Estratto selezionato ▸
++++++
Le risorse e gli investimenti agevolabili

Il Piano Transizione 5.0 favorisce l’introduzione di tecnologie innovative, formazione green oriented e autoproduzione energetica. Sarà possibile richiedere l’agevolazione a fronte della realizzazione di nuovi investimenti, nel biennio 2024/2025, in strutture produttive italiane, nell’ambito di progetti di innovazione o di formazione. Per gli investimenti in beni digitali (ovvero beni strumentali materiali 4.0 e i beni strumentali immateriali 4.0, riportati negli Allegati A e B della Legge 232/2016) sono resi disponibili crediti d’imposta per 3,78 miliardi.

Agli investimenti in beni necessari per l’autoproduzione e l’autoconsumo da fonti rinnovabili, ad esclusione delle biomasse, sono destinati 1,89 miliardi. Per la formazione del personale, nell’ambito di competenze per la transizione digitale ed energetica dei processi produttivi, la destinazione ammonta a 630 milioni, ma la spesa non potrà superare i 300mila euro ed essere superiore al 10% degli investimenti effettuati nei beni digitali.

Le limitazioni

I progetti agevolati sono quelli avviati dal 01 gennaio 2024, con conclusione entro il 31 dicembre 2025; dovranno avere ad oggetto un investimento in uno o più beni materiali nuovi, strumentali all’esercizio d’impresa. Verrà richiesta la certificazione della riduzione dei consumi energetici, con riferimento alla struttura produttiva o al processo. Gli investimenti potranno riguardare una o più strutture produttive, a condizione che risultino appartenenti al medesimo soggetto beneficiario. La normativa stabilisce poi l’inammissibilità dei progetti che non rispettano il principio DNSH (Do No Significant Harm).

Le aliquote e gli scaglioni di investimento

L’agevolazione sarà richiedibile solo qualora, con l’investimento, si realizzi un efficientamento energetico con una riduzione pari ad almeno il 3% dei consumi energetici della struttura produttiva o almeno al 5% sul processo interessato dall’investimento. Con la Legge di Bilancio per il 2025 si passa dalle tre iniziali alle due attuali fasce d’investimento. Pertanto, diventano sei (da nove) le diverse percentuali agevolative, variabili a seconda della riduzione energetica e funzionalmente all’intensità dell’investimento (quota).

A fronte di una riduzione minima nell’efficientamento energetico, pari ad almeno il 3% dei consumi energetici della struttura produttiva o almeno al 5% sul processo interessato dall’investimento, viene riconosciuto un credito d’imposta sul 35% della spesa, per la quota di investimenti fino a 10 milioni di euro. Il credito sale al 40% qualora la riduzione dei consumi energetici della struttura produttiva sia superiore al 6%, o superiore al 10% per i processi.
++++++
Compiti da svolgere ▸
a. Modifica il brano sul Piano Transizione 5.0 da "Il Piano Transizione" a "per 3,78 miliardi.", sostituendo "tecnologie innovative" con "soluzioni innovative".
b. Conta le righe delle voci che contengono la stringa "wall", distinguendo tra maiuscole e minuscole, e riporta soltanto il numero.
Il testo sopra non ha alcun rapporto con le voci.
++++++
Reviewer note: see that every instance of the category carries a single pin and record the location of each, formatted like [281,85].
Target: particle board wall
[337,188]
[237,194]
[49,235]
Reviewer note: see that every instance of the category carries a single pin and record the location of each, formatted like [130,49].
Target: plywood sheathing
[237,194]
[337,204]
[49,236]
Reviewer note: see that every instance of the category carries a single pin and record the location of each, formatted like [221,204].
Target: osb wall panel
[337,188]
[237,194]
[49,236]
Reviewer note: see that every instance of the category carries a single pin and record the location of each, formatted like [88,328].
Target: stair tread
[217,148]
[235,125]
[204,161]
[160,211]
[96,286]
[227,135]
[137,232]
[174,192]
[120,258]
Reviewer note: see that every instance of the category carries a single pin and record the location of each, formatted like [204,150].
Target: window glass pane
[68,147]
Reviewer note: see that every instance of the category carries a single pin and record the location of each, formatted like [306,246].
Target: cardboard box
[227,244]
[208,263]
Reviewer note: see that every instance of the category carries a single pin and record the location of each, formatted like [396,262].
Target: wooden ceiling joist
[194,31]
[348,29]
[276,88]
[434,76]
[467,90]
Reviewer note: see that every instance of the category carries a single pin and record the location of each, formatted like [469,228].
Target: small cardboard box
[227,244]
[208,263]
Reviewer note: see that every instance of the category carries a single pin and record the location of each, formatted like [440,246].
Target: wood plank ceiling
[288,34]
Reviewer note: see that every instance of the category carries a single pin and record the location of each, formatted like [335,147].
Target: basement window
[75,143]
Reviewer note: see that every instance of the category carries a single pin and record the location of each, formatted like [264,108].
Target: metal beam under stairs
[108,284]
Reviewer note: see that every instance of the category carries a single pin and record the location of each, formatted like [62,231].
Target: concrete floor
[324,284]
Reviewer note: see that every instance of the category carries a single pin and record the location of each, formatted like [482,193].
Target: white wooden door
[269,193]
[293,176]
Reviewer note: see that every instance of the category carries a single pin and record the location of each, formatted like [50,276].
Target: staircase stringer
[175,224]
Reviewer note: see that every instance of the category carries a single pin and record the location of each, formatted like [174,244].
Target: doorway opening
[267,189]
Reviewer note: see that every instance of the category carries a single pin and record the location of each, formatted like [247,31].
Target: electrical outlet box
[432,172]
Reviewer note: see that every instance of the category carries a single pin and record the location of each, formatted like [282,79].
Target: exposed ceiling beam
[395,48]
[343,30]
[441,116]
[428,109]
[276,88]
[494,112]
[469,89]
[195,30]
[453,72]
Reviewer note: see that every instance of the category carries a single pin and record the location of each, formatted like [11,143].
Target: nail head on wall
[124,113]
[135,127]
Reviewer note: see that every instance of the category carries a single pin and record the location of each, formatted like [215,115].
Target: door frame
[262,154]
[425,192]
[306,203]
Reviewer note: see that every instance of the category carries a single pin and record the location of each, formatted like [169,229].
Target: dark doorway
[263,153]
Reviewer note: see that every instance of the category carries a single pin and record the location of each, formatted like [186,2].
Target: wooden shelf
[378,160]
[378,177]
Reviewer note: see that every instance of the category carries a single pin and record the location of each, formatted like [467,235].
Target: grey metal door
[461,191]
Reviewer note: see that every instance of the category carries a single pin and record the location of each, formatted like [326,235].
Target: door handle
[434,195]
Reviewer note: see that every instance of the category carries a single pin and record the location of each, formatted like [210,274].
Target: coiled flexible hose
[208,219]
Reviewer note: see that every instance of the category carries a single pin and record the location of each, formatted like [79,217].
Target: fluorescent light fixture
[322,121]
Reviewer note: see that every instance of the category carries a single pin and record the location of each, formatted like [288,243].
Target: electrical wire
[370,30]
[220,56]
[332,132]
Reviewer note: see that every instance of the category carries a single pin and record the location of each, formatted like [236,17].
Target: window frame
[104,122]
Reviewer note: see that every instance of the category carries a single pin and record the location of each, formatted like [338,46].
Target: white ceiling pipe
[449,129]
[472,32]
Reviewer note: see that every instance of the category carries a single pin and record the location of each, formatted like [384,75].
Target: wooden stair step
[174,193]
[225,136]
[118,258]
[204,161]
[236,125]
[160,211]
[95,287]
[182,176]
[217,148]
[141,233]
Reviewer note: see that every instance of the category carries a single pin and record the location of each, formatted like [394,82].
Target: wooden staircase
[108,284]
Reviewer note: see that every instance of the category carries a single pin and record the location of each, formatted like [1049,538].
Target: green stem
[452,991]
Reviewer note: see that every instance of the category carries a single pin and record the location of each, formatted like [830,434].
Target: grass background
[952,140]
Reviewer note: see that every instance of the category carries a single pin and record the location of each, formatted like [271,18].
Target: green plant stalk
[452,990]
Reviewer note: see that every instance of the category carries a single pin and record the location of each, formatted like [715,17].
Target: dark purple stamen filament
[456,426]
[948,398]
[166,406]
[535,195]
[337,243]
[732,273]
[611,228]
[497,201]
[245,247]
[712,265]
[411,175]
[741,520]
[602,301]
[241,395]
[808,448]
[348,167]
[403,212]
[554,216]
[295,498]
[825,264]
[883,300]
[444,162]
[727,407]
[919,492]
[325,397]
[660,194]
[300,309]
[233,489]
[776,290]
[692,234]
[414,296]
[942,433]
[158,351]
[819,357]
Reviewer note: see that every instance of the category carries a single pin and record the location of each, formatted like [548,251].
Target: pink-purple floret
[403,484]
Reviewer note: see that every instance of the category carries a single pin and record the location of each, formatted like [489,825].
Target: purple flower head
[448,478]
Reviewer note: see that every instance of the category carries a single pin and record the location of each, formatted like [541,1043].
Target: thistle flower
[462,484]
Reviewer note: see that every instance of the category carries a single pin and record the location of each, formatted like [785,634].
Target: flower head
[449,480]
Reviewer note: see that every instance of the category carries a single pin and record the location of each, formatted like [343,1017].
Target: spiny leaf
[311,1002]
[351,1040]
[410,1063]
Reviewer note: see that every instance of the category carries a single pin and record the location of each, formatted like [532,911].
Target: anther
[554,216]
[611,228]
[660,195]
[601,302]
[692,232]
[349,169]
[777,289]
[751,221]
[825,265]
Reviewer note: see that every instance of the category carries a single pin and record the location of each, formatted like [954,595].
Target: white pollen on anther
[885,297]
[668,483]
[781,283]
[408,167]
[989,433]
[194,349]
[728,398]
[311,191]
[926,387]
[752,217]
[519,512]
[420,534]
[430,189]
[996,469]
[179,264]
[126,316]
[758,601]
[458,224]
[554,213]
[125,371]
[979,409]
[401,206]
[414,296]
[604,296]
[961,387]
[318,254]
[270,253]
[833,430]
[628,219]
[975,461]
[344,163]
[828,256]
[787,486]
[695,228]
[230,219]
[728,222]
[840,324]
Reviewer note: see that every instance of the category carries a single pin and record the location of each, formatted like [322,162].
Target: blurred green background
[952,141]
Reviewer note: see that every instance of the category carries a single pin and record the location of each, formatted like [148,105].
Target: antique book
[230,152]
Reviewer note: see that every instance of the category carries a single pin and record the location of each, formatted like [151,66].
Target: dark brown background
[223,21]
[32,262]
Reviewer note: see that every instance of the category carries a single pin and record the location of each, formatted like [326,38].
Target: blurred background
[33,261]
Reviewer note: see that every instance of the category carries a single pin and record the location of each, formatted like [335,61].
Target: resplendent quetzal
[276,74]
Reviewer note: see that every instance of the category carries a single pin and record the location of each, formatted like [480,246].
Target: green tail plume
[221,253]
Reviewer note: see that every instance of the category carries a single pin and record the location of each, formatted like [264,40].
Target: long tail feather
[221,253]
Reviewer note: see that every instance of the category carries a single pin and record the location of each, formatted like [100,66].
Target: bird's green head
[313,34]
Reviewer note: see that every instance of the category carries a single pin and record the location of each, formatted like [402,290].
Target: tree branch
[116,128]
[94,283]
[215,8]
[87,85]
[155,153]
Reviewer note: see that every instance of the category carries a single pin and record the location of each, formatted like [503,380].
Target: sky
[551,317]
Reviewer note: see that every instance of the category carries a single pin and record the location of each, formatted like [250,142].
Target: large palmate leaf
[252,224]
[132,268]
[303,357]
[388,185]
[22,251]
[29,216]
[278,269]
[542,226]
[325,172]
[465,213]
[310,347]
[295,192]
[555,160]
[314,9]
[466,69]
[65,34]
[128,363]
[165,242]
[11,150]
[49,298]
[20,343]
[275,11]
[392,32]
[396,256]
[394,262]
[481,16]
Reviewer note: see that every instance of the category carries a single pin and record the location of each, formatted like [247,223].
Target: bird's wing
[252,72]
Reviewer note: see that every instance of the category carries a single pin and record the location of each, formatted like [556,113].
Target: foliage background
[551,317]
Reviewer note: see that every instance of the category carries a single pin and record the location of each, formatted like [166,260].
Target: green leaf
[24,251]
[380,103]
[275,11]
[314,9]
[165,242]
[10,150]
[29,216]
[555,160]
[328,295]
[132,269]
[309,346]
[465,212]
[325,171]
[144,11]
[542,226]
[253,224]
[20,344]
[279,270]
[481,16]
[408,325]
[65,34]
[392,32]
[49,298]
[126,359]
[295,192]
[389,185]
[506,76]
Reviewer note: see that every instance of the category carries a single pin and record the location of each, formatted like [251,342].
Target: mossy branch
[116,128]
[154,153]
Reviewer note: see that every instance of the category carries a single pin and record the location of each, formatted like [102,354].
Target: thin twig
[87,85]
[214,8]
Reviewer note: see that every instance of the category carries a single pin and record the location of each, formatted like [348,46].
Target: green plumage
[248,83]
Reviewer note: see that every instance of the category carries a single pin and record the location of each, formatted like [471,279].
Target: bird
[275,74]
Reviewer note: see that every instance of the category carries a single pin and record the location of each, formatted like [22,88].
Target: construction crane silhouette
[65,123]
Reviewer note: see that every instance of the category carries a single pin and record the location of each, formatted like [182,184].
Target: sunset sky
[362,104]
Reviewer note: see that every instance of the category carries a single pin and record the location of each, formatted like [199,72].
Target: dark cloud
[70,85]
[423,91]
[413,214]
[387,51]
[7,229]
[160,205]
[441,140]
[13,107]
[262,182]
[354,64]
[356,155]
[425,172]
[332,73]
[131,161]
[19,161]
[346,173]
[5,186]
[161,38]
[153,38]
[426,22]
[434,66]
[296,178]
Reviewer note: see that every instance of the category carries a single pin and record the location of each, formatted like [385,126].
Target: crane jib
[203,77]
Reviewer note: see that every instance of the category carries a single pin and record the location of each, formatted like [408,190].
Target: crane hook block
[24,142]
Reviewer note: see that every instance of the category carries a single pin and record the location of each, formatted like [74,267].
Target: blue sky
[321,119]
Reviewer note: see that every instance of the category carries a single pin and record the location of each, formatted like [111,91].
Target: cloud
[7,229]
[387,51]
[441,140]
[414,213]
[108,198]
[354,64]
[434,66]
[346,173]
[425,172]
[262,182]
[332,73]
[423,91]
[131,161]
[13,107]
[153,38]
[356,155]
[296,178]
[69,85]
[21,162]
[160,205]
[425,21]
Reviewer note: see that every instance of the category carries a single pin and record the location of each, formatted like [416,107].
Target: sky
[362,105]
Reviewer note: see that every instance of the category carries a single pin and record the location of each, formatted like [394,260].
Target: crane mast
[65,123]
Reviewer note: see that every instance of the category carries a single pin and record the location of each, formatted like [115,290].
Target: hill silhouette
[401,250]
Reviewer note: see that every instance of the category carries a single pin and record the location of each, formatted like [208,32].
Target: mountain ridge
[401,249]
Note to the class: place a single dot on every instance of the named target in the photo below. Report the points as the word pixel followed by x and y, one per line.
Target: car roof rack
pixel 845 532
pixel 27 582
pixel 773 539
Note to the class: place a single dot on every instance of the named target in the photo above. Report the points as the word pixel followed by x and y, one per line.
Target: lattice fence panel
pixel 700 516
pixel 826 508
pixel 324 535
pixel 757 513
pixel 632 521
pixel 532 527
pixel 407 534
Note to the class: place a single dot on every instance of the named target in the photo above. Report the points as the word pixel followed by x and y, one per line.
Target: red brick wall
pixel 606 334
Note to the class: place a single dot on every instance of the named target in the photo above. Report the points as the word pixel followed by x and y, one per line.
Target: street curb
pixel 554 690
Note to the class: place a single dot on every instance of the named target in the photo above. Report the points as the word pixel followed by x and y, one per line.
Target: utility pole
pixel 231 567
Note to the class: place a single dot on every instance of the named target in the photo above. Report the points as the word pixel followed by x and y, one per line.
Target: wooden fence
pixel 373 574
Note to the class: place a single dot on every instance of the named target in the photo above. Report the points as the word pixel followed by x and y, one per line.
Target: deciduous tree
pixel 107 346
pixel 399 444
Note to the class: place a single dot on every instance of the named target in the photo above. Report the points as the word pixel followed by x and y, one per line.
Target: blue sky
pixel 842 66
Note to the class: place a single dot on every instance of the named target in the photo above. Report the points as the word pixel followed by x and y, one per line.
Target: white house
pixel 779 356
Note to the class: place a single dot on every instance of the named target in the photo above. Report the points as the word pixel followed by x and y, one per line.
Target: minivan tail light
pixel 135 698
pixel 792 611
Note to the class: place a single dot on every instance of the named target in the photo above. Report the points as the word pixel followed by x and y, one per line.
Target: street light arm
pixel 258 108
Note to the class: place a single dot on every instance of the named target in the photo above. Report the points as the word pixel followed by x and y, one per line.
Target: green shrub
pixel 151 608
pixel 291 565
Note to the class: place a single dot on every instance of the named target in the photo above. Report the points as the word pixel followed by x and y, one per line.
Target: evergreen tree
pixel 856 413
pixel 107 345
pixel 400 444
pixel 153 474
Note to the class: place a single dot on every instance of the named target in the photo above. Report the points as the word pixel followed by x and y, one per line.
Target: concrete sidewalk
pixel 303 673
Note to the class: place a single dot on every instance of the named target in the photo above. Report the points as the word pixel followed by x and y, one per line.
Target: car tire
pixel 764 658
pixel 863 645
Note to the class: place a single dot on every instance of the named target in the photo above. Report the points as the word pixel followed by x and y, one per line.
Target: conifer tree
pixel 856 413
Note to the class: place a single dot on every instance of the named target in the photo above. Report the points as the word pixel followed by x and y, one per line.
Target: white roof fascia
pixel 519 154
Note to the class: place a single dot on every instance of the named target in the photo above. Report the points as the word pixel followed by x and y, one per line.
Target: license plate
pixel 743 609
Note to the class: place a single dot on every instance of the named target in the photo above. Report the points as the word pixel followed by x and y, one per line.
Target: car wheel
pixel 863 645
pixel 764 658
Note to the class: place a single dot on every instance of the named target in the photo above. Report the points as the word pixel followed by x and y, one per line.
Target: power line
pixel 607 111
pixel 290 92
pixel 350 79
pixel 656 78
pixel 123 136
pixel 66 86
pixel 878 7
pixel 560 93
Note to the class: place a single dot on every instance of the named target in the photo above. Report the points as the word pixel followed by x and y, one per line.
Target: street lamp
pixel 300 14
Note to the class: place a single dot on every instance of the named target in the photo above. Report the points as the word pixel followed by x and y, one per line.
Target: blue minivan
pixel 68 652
++++++
Risposte ai compiti ▸
a.
Il Piano Transizione 5.0 favorisce l’introduzione di soluzioni innovative, formazione green oriented e autoproduzione energetica. Sarà possibile richiedere l’agevolazione a fronte della realizzazione di nuovi investimenti, nel biennio 2024/2025, in strutture produttive italiane, nell’ambito di progetti di innovazione o di formazione. Per gli investimenti in beni digitali (ovvero beni strumentali materiali 4.0 e i beni strumentali immateriali 4.0, riportati negli Allegati A e B della Legge 232/2016) sono resi disponibili crediti d’imposta per 3,78 miliardi.

b. 4